EXCERTO FORNECIDO:
━━━━━━━━━━━━━━━━━━━━━━━━━━━━━━

Acórdãos TCAN

Acórdão do Tribunal Central Administrativo Norte
Processo:00003/01 - PORTO
Secção:2ª Secção - Contencioso Tributário
Data do Acordão:03/23/2006
Relator:Fonseca Carvalho
Descritores:INCOMPETÊNCIA EM RAZÃO DA HIERARQUIA
Aditamento:
Parecer Ministério Publico:
1
Decisão Texto Integral:Não se conformando com a sentença do TAF do Porto que julgou procedente o recurso contencioso interposto por José contra o despacho do Director da Alfândega do Freixieiro de 21 08 2000 que indeferiu o pedido de isenção de Imposto Automóvel e juros compensatórios no montante global de 920 250$00 veio a Fazenda Pública dela interpor recurso para o TCAN concluindo assim as suas alegações:
CONCLUSÕES
I É inaplicável ao caso em apreço o disposto no n.° 4 do art.° 12.° do Estatuto dos Benefícios Fiscais (EBF).
II. A douta sentença recorrida ao entender aplicar-se «in casu» o disposto no n.° 4 do art.° 12.° do Estatuto dos Benefícios Fiscais (EBF) e não a norma especialíssima contida no art° 99º da Reforma Aduaneira, na redacção dada pelo DL n.° 244/87, de 16 de Junho, fez errada interpretação e aplicação da lei III. Normas violadas: n.° 4 do art.° 12.° do Estatuto dos Benefícios Fiscais (EBF); art.° 99.° da Reforma Aduaneira, na redacção dada pelo DL n.° 244/87, de 16 de Junho; art° 20.° do DL 264/93, de 30 de Julho.
Nestes termos, deverá dar-se provimento ao presente recurso e revogar-se a douta sentença recorrida.

Contra alegou o impugnante/recorrido da forma seguinte:
1 — A situação em apreço nos presentes autos não configura um acto de liquidação de receitas tributárias aduaneiras e, bem assim, cobranças não efectuadas em consequência de um acto fraudulento, mas antes um acto administrativo revogatório de um outro que concedera isenções fiscais e que se lhe aplicam, por isso e por força do estabelecido no n.° 4 do art.° 12° do EBF ou nos art.°s 2° do CPT, 2° ai. c) da LGT e 2° ai. d) do CPPT, as regras decorrentes da conjugação do art.° 141° do CPA e do art.° 28° da LPTA, e não a prevista no art.° 99° da Reforma Aduaneira, com a redacção que lhe foi dada pelo DL. n.° 244/87, a qual regula a caducidade do direito à liquidação.
II — De qualquer forma, atenta a matéria de facto dada como provada pelo douto tribunal “a quo”, sempre o despacho proferido pelo Director da Alfândega do Freixieiro em 2 1/08/2000 deve ser revogado, por se encontrarem preenchidos todos os requisitos ou condicionalismos necessários e previstos no art° 13° do D.L. n° 264/93 de 30 de Julho, para que o recorrido possa beneficiar da isenção requerida em Outubro de 1998.
III — Na verdade, conforme resulta da referida matéria de facto assente pelo tribunal “a quo”, o recorrente adquiriu o veiculo HH-RZ1264 num Estado membro da Comunidade Europeia onde tinha fixada a sua residência, isto é, na Alemanha, registando tal aquisição nesse pais em 29/01/98.

━━━━━━━━━━━━━━━━━━━━━━━━━━━━━━

EXERCÍCIO ESCRITO A: Extraia das entradas abaixo todas as linhas em que aparece a palavra "jacket".

━━━━━━━━━━━━━━━━━━━━━━━━━━━━━━

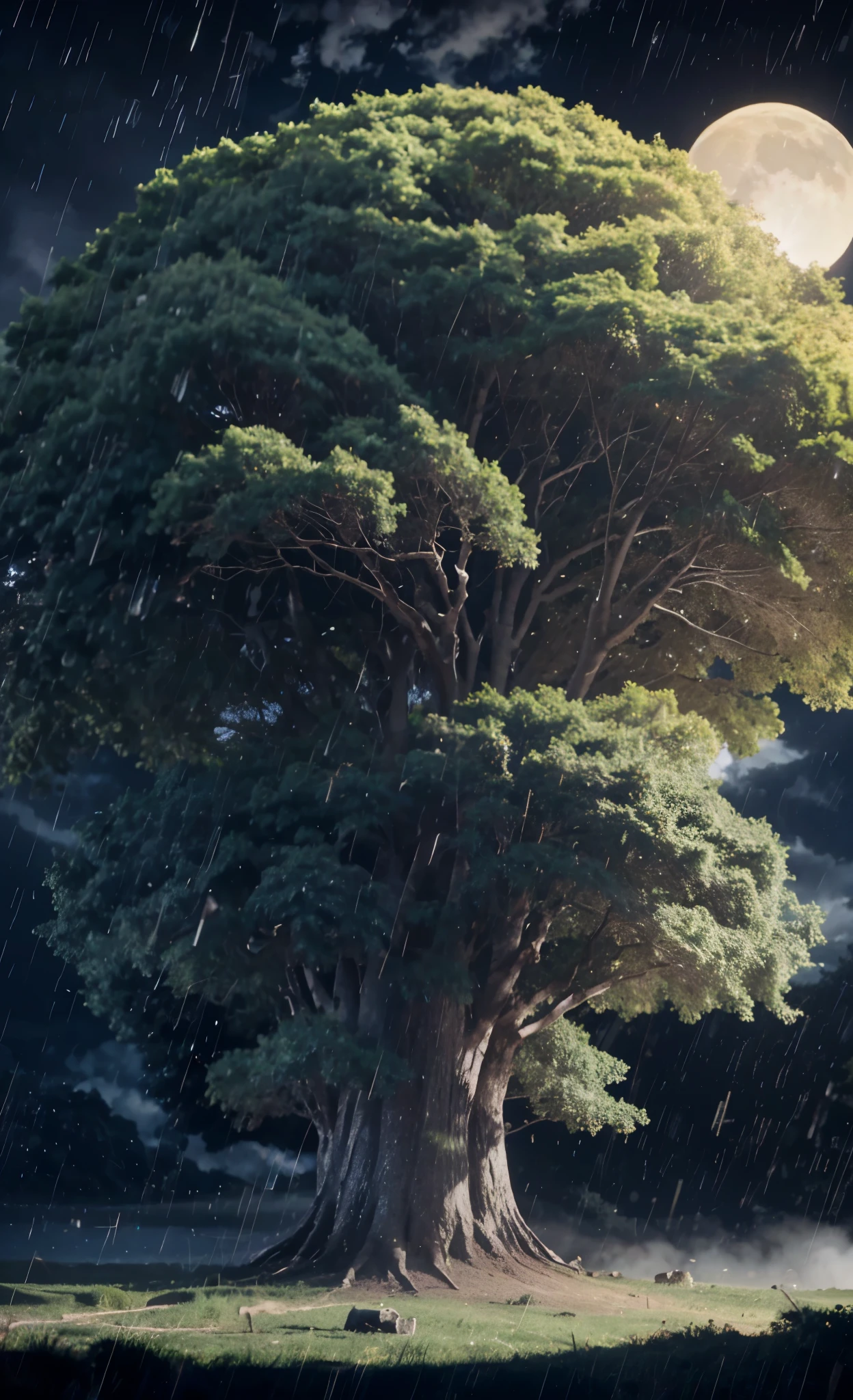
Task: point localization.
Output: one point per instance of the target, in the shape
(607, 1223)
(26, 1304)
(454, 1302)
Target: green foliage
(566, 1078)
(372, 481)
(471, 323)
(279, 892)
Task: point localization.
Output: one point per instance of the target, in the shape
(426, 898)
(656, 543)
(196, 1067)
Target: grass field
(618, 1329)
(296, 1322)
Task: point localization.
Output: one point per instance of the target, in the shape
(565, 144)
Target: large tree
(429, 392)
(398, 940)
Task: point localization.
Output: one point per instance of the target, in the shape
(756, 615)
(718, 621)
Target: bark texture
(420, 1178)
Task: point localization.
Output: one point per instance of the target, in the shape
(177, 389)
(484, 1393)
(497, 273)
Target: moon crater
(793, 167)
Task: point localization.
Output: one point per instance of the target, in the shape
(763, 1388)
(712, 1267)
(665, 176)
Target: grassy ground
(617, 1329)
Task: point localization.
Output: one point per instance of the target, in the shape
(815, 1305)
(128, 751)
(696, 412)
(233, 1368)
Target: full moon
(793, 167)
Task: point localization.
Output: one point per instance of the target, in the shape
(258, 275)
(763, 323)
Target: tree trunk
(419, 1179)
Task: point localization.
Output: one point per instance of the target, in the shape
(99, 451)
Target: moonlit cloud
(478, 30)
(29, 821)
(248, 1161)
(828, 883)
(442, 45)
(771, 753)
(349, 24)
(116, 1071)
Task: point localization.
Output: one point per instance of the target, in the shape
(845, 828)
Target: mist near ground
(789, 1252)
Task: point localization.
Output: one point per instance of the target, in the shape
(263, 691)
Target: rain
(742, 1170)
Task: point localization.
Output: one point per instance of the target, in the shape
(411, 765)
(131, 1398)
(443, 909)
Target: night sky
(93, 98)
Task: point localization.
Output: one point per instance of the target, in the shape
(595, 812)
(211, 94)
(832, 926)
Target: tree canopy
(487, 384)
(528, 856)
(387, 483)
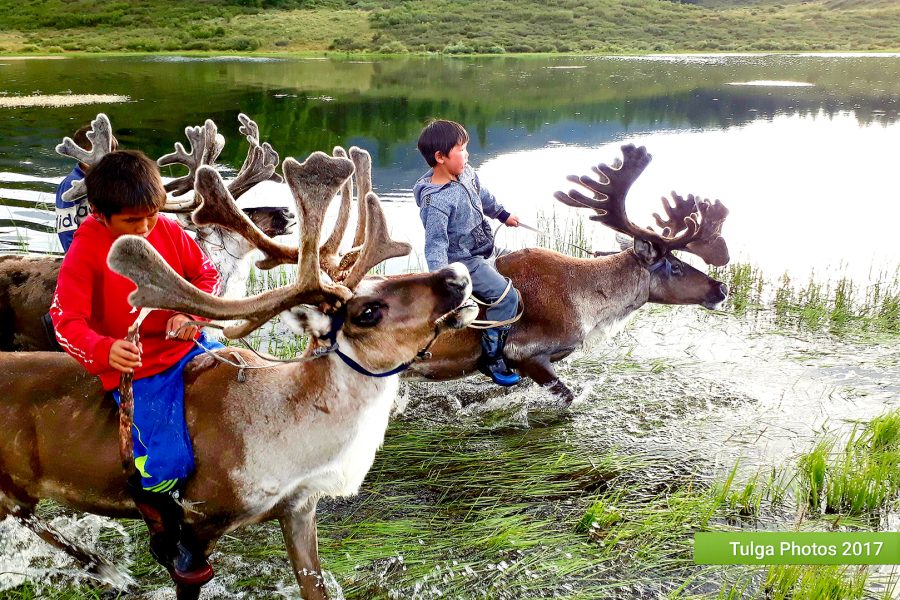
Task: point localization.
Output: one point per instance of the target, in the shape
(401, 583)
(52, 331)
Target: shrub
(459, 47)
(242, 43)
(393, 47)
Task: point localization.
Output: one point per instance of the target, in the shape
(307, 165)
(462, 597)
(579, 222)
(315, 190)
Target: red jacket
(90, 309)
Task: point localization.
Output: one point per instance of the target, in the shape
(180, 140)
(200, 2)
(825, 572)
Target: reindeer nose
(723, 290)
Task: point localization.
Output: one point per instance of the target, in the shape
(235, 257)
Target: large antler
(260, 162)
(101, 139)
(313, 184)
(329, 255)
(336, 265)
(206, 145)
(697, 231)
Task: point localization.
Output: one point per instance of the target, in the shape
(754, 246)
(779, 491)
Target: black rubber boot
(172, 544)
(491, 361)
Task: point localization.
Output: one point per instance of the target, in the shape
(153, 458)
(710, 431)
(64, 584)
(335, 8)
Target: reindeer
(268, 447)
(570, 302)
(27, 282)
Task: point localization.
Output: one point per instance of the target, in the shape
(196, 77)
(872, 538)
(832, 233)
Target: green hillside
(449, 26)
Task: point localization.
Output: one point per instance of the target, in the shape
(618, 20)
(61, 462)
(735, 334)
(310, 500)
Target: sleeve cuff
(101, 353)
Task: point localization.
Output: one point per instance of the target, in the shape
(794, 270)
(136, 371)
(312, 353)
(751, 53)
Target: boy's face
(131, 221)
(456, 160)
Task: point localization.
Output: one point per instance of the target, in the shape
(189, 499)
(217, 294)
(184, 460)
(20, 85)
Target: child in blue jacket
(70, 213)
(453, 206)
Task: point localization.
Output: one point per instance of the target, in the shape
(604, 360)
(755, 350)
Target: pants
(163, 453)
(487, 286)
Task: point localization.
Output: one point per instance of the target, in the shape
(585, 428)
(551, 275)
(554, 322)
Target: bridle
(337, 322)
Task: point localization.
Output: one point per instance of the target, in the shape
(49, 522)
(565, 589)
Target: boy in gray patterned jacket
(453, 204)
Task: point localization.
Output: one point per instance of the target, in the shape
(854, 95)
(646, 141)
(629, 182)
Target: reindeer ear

━━━━━━━━━━━━━━━━━━━━━━━━━━━━━━

EXERCÍCIO ESCRITO B: Transcreva do acórdão acima o trecho que começa em "III — Na verdade, conforme" e termina em "pais em 29/01/98.".

RESPOSTA AO EXERCÍCIO A:
Target: red jacket
Target: child in blue jacket
Target: boy in gray patterned jacket

RESPOSTA AO EXERCÍCIO B:
III — Na verdade, conforme resulta da referida matéria de facto assente pelo tribunal “a quo”, o recorrente adquiriu o veiculo HH-RZ1264 num Estado membro da Comunidade Europeia onde tinha fixada a sua residência, isto é, na Alemanha, registando tal aquisição nesse pais em 29/01/98.